▶ _Exercise requirements_: Copy everything in the records below, starting with the line that contains "You are given a photograph. For the lamb's woolly" and continuing through the end of the records, without changing anything.

▶ _Material for this task_:
= = = =
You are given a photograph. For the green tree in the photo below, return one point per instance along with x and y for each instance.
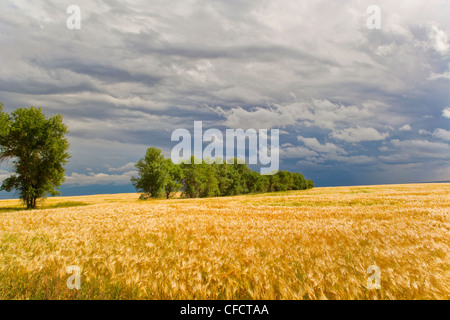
(153, 174)
(175, 178)
(37, 147)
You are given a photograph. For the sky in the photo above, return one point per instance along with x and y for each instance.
(354, 105)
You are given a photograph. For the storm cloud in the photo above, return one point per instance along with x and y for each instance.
(354, 105)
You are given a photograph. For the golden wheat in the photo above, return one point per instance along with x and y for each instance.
(314, 244)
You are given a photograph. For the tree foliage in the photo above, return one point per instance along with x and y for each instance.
(37, 147)
(157, 175)
(153, 174)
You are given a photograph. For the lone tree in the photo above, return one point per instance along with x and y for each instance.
(37, 147)
(153, 174)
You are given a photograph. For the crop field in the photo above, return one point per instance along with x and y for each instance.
(314, 244)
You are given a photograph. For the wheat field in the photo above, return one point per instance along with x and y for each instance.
(314, 244)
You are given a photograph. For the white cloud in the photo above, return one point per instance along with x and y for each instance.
(439, 40)
(359, 134)
(424, 132)
(406, 127)
(125, 168)
(446, 113)
(296, 152)
(315, 145)
(77, 179)
(442, 134)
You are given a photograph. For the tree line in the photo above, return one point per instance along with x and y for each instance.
(159, 177)
(37, 148)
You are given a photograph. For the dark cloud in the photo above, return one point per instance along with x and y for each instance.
(342, 94)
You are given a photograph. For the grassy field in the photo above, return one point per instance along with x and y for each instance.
(315, 244)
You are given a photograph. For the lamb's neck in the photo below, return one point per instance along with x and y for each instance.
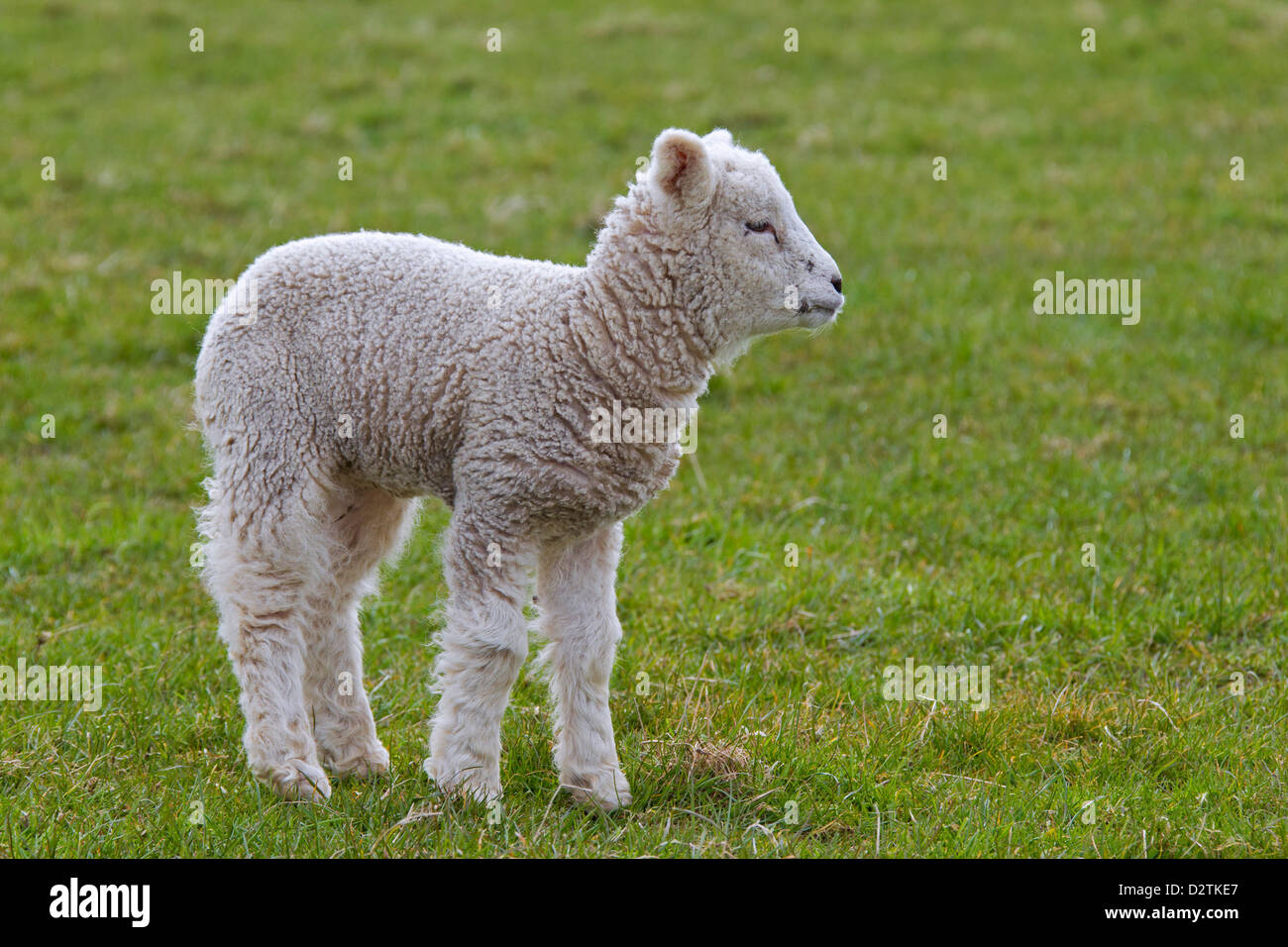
(638, 331)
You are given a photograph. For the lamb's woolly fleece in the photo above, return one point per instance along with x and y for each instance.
(351, 373)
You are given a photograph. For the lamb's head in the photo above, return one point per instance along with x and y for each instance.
(748, 250)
= = = =
▶ _Output of the task_:
You are given a photograph. For the lamb's woolly fleece in the photo above, return one point per instance along with x and y for each instance.
(351, 373)
You are given a photograph. For the lamb's head in the photo above, return one point per instance along with x and y for each instance.
(748, 250)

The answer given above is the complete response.